Task statement: Count the lines below that contain the string "positive", treating uppercase and lowercase as different, and give only the number.

(Dataset entries)
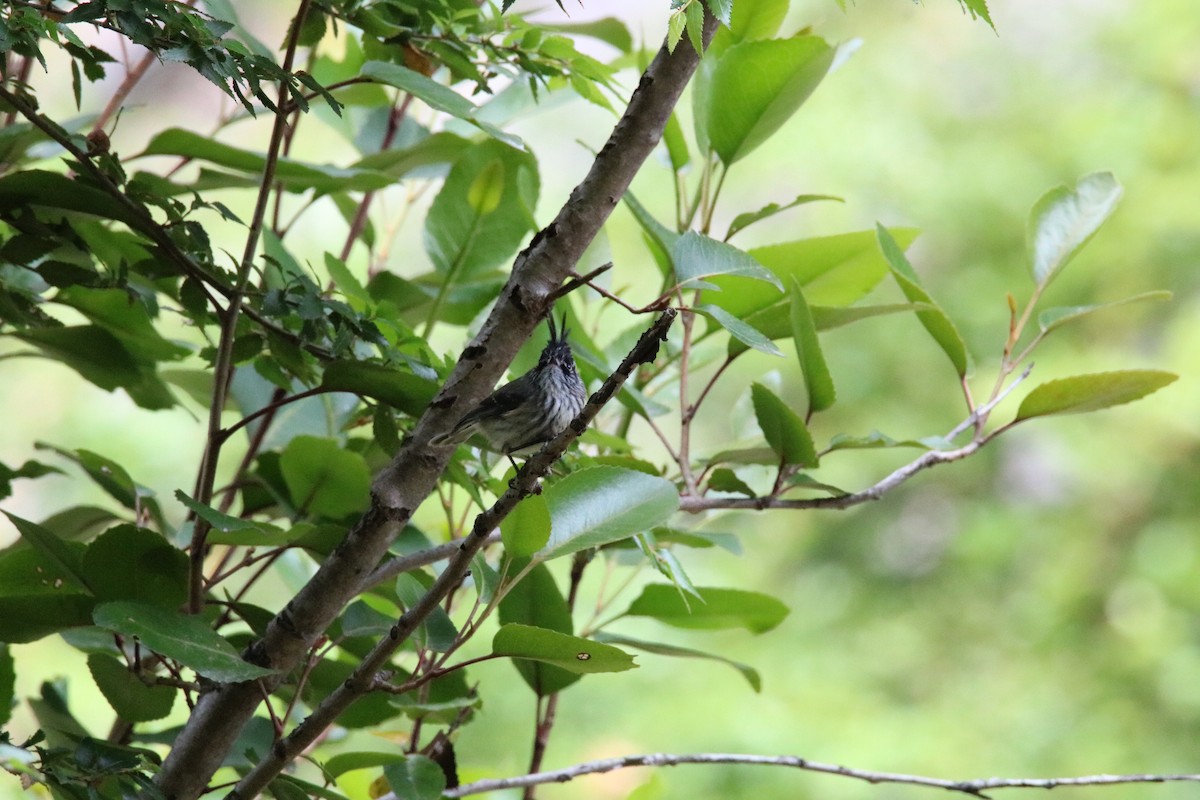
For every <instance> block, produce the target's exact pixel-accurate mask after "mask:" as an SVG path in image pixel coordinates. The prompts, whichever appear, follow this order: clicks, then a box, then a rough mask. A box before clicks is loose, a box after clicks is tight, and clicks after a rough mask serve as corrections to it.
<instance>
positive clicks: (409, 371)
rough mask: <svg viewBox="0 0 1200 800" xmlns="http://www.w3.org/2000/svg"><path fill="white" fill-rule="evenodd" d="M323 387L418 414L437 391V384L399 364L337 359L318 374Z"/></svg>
mask: <svg viewBox="0 0 1200 800" xmlns="http://www.w3.org/2000/svg"><path fill="white" fill-rule="evenodd" d="M320 385H322V387H323V389H329V390H331V391H338V392H353V393H355V395H361V396H364V397H370V398H372V399H377V401H380V402H384V403H386V404H388V405H391V407H392V408H396V409H400V410H401V411H403V413H404V414H408V415H409V416H419V415H420V414H421V413H422V411H424V410H425V407H426V405H428V404H430V401H431V399H433V396H434V395H436V393H437V391H438V385H437V384H436V383H433V381H432V380H428V379H427V378H421V377H420V375H416V374H414V373H413V372H410V371H408V369H406V368H403V367H401V366H390V367H389V366H384V365H382V363H372V362H371V361H354V360H350V359H338V360H336V361H331V362H329V363H328V365H326V366H325V372H324V373H323V374H322V377H320Z"/></svg>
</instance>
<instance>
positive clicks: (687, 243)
mask: <svg viewBox="0 0 1200 800" xmlns="http://www.w3.org/2000/svg"><path fill="white" fill-rule="evenodd" d="M671 259H672V261H674V267H676V281H677V282H678V283H679V285H680V287H686V285H689V284H694V283H700V282H701V281H703V279H704V278H709V277H713V276H718V275H721V276H728V277H744V278H755V279H756V281H766V282H767V283H769V284H772V285H773V287H775V288H776V289H778V290H779V291H782V290H784V284H782V283H780V282H779V278H778V277H775V276H774V273H772V272H770V270H767V269H766V267H763V265H762V264H760V263H758V261H756V260H755V259H754V257H752V255H750V254H749V253H744V252H742V251H740V249H738V248H737V247H734V246H733V245H726V243H725V242H722V241H716V240H715V239H709V237H708V236H706V235H704V234H700V233H696V231H695V230H689V231H688V233H685V234H684V235H682V236H679V237H678V239H677V240H676V241H674V243H673V245H672V247H671Z"/></svg>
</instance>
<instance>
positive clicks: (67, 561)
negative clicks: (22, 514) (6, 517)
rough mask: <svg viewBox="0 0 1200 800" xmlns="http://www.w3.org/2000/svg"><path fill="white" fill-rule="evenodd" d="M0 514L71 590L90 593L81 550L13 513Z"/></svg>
mask: <svg viewBox="0 0 1200 800" xmlns="http://www.w3.org/2000/svg"><path fill="white" fill-rule="evenodd" d="M0 513H4V516H6V517H8V522H11V523H12V524H13V528H16V529H17V533H18V534H20V537H22V539H24V540H25V541H26V542H28V543H29V545H30V546H31V547H32V548H34V549H35V551H37V552H38V553H40V554H41V555H42V557H43V558H44V559H47V560H48V561H49V563H50V564H53V565H54V566H55V570H56V571H58V572H59V573H60V575H61V576H62V577H65V578H66V579H67V581H68V582H70V583H71V585H72V587H73V588H76V589H82V590H83V591H88V593H90V591H91V587H90V585H89V583H88V577H86V575H85V573H84V570H83V559H82V558H80V553H82V549H80V548H79V547H78V546H76V547H72V546H71V545H70V543H67V542H65V541H62V540H61V539H59V537H58V536H55V535H54V534H52V533H50V531H48V530H46V529H44V528H42V527H41V525H38V524H37V523H34V522H30V521H28V519H23V518H20V517H18V516H17V515H14V513H8V512H7V511H4V510H2V509H0Z"/></svg>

Result of this exercise: 3